Give the lines from the one containing "of the stone" up to and including the one containing "pixel 149 50" as a Markdown table with the columns Row and Line, omitting any blank lines.

— BEGIN Material supplied —

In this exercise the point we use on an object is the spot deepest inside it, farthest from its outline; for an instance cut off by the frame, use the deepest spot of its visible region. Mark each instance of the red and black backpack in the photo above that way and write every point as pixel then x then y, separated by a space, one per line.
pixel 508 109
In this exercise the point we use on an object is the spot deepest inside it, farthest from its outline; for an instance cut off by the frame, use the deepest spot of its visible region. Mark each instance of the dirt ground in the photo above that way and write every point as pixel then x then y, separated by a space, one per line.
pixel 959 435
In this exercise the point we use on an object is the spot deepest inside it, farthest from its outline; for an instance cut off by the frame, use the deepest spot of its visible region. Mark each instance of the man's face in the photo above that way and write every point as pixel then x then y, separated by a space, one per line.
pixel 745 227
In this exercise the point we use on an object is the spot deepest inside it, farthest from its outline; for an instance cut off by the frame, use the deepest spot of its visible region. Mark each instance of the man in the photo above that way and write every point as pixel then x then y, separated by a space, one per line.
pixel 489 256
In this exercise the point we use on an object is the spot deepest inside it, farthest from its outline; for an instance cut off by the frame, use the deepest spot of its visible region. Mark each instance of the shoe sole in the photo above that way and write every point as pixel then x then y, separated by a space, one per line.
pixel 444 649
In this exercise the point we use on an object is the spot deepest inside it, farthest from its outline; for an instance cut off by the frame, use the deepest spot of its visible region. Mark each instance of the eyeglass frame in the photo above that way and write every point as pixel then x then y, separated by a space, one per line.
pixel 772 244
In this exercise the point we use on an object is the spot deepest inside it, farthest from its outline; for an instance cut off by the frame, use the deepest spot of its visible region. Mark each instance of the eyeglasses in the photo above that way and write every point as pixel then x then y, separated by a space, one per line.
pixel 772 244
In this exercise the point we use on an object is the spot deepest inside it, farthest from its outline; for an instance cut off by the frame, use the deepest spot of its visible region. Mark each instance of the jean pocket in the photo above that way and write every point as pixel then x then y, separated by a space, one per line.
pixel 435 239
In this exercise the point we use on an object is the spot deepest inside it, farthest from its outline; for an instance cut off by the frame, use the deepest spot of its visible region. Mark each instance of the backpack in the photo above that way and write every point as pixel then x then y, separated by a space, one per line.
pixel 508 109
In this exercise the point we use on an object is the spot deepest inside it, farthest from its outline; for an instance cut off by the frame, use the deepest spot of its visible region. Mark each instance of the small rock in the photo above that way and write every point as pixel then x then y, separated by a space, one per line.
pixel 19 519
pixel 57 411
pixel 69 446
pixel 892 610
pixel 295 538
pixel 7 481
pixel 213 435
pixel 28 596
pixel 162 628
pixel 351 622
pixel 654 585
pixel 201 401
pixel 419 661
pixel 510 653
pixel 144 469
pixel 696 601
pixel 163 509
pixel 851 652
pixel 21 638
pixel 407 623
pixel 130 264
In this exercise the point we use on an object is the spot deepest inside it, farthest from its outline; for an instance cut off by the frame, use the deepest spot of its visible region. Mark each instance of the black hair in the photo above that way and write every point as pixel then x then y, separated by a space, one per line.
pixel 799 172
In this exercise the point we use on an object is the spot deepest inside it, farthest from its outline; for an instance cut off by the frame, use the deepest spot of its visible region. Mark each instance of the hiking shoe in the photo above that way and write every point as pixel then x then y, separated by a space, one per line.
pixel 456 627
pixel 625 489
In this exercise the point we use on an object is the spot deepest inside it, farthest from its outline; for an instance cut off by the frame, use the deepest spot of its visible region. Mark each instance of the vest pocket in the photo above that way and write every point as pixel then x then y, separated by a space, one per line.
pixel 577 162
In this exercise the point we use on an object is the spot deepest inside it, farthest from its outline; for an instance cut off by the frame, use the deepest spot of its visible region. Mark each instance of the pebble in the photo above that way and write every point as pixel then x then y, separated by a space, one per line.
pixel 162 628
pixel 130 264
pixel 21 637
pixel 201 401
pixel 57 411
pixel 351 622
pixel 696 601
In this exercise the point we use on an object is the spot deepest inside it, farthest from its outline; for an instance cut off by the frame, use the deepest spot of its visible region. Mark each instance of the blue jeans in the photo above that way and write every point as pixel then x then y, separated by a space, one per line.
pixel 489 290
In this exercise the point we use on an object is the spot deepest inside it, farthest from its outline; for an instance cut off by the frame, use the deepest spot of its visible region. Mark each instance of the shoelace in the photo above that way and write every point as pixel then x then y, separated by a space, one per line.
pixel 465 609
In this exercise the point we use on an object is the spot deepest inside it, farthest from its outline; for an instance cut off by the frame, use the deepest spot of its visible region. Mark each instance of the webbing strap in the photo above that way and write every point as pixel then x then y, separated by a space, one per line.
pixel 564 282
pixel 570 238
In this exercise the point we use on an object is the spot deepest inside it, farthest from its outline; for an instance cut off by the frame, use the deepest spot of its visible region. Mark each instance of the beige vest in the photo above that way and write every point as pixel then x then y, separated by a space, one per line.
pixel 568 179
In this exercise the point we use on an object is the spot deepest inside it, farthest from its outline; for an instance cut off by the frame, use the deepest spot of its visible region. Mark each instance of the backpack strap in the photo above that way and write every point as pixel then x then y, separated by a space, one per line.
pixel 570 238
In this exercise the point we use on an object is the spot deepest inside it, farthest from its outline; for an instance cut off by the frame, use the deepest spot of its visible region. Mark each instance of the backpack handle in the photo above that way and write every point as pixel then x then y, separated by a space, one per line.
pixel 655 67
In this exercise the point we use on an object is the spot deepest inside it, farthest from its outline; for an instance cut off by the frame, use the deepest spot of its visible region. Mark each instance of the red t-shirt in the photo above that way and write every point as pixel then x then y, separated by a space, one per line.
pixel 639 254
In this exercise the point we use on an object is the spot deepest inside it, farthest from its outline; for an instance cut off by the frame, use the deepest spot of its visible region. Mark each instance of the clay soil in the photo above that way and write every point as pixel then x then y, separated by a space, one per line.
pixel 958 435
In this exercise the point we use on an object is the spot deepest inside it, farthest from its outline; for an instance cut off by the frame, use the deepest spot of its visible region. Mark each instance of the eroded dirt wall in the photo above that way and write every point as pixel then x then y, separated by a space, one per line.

— END Material supplied —
— BEGIN Material supplied —

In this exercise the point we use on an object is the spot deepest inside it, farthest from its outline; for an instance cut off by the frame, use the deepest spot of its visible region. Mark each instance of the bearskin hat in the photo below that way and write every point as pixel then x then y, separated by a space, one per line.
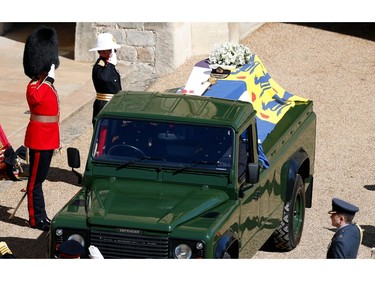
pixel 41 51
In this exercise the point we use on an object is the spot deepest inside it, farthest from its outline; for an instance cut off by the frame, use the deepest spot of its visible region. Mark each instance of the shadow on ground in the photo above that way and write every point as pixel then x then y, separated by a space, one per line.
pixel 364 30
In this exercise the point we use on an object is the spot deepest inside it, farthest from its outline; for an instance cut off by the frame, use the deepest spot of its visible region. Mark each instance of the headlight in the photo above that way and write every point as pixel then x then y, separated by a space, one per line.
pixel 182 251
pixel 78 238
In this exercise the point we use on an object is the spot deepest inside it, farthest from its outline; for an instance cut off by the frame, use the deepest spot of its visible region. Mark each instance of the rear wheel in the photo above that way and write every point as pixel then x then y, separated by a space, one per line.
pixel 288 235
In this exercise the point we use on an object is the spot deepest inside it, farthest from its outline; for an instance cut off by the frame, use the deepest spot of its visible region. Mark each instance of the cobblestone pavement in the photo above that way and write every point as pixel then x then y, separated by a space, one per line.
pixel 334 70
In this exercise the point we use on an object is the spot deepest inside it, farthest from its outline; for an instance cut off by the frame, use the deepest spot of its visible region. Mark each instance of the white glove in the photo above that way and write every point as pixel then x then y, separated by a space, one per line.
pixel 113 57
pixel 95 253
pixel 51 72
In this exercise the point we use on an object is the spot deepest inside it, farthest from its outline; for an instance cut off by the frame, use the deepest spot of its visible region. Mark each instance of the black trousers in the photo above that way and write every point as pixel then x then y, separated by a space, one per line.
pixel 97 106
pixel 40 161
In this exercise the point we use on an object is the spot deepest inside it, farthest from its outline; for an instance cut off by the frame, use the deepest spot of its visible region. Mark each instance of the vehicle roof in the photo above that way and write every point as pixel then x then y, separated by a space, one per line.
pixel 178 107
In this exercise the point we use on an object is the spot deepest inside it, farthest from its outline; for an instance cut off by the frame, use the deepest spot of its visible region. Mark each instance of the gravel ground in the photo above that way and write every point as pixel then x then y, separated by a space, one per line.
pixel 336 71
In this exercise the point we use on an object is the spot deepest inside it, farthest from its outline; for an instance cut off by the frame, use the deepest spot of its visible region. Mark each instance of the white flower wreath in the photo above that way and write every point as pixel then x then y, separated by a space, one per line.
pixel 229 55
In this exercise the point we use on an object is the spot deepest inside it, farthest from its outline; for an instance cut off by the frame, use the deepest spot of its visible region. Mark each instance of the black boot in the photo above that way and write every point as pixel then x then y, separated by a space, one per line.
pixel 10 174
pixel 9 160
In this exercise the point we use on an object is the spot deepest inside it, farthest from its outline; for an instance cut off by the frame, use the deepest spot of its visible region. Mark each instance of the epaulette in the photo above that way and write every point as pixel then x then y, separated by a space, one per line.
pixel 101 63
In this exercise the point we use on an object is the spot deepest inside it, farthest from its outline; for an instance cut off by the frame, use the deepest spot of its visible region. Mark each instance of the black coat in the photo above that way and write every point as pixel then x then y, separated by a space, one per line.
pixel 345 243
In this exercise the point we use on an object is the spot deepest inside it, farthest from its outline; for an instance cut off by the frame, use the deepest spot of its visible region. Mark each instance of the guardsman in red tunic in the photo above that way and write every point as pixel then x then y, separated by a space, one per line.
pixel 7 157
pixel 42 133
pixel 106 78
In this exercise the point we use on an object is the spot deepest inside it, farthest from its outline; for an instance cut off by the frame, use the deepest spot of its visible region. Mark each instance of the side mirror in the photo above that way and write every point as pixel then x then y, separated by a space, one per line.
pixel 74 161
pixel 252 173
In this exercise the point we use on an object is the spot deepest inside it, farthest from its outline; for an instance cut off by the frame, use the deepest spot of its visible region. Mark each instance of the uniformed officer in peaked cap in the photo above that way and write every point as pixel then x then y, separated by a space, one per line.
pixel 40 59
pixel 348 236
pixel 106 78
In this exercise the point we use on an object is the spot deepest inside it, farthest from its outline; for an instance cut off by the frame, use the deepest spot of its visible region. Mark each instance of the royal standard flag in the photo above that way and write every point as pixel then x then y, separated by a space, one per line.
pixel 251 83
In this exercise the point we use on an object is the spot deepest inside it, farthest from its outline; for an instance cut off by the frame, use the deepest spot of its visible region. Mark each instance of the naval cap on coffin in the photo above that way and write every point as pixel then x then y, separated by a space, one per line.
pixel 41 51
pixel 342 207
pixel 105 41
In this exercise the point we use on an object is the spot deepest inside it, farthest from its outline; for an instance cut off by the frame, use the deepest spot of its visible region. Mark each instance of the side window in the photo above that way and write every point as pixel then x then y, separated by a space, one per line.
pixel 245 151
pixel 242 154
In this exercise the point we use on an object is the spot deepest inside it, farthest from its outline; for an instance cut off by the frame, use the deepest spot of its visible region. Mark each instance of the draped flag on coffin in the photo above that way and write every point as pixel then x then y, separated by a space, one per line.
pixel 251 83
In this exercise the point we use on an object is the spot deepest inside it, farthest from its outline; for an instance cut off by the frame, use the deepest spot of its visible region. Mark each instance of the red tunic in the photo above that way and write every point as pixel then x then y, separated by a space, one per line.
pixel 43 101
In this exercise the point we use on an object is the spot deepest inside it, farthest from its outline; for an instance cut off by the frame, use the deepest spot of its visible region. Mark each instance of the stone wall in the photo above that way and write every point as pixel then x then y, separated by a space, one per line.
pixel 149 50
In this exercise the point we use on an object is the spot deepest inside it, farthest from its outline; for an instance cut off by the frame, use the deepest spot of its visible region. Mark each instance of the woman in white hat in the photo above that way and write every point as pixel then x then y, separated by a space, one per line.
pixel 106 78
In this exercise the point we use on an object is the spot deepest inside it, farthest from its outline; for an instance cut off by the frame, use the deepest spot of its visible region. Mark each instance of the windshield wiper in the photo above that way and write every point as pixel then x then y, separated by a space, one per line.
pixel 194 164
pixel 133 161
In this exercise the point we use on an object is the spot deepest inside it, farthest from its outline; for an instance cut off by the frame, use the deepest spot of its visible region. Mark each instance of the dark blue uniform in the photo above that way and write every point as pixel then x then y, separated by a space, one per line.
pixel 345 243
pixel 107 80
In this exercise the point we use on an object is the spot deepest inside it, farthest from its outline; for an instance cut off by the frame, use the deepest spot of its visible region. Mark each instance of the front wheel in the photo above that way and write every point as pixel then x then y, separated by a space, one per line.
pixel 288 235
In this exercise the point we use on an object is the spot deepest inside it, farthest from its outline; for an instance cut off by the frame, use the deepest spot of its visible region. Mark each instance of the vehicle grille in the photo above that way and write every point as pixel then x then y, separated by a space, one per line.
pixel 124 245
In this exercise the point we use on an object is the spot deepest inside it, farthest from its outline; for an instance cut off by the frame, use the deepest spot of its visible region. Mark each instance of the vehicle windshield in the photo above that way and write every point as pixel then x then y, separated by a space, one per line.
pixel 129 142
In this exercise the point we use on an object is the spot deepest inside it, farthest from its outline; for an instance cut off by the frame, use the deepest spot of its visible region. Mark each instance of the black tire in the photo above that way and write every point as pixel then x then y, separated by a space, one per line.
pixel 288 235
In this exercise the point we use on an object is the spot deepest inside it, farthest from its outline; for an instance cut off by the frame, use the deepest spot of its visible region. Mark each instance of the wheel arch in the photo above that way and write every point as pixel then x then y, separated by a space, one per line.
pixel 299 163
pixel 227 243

— END Material supplied —
— BEGIN Material supplied —

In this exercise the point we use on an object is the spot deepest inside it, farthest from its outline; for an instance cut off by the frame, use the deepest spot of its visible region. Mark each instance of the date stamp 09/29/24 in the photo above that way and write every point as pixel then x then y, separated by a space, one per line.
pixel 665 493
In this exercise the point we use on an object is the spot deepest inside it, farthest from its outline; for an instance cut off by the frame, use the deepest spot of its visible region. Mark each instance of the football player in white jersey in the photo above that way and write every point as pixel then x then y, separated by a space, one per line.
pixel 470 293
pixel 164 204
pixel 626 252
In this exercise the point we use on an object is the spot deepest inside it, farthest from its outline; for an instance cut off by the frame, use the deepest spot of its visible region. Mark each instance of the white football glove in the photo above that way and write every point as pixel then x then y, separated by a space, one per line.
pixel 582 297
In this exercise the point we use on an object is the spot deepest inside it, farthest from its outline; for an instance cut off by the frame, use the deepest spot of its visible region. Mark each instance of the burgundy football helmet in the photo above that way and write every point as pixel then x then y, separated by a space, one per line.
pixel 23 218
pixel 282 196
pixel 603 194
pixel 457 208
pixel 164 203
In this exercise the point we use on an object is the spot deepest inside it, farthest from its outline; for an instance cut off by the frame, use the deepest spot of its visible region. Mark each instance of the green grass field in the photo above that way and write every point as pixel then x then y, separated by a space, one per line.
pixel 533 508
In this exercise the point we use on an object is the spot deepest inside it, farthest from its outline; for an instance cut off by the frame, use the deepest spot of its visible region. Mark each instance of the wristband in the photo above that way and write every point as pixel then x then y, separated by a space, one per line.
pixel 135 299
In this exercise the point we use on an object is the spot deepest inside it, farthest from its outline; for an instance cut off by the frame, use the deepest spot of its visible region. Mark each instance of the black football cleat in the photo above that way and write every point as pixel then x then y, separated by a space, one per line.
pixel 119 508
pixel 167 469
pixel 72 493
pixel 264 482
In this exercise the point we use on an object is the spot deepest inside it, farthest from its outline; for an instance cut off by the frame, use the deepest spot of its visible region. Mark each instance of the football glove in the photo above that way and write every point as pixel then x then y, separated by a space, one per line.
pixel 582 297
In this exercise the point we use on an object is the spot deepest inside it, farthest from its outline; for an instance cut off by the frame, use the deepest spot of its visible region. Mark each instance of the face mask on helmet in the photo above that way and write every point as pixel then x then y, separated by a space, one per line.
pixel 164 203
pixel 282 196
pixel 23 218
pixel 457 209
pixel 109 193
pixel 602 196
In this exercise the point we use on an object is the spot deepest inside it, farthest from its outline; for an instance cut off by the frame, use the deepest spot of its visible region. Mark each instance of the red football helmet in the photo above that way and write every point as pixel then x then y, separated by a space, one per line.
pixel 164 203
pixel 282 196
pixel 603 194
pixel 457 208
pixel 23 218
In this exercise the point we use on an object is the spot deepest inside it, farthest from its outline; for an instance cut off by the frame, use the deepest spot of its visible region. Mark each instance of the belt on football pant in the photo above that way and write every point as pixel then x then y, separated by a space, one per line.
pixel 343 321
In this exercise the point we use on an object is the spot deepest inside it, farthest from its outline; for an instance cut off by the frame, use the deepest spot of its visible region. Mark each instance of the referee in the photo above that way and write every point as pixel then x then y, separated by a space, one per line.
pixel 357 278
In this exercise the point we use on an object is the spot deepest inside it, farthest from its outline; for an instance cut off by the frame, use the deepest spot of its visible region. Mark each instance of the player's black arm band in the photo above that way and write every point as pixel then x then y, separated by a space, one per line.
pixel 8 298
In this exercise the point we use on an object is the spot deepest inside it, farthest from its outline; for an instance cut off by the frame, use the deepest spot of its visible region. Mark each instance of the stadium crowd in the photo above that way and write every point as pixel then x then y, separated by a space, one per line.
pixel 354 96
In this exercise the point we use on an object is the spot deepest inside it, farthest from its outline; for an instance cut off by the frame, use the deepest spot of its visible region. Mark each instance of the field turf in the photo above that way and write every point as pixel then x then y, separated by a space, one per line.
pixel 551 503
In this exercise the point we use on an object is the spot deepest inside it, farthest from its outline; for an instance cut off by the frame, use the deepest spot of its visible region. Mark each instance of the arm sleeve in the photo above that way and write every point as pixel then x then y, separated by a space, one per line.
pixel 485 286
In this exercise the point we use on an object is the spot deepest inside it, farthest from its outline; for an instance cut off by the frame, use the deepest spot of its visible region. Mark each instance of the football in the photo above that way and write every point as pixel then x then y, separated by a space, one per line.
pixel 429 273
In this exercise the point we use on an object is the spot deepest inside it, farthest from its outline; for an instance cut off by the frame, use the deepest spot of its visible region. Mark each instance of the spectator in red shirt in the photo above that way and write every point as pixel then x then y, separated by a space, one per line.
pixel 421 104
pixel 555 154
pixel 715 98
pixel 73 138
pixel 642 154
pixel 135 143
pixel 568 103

— END Material supplied —

> _Result_:
| Row | Line |
|---|---|
| 1 | In this exercise the point we use on an object is the spot deepest inside it, farthest from its outline; for an instance cut off by the frame, use the deepest spot of its visible region. Mark each instance of the stone wall in the photo above that way and write every point as pixel then x then y, separated by a space, one per line. |
| 2 | pixel 149 50 |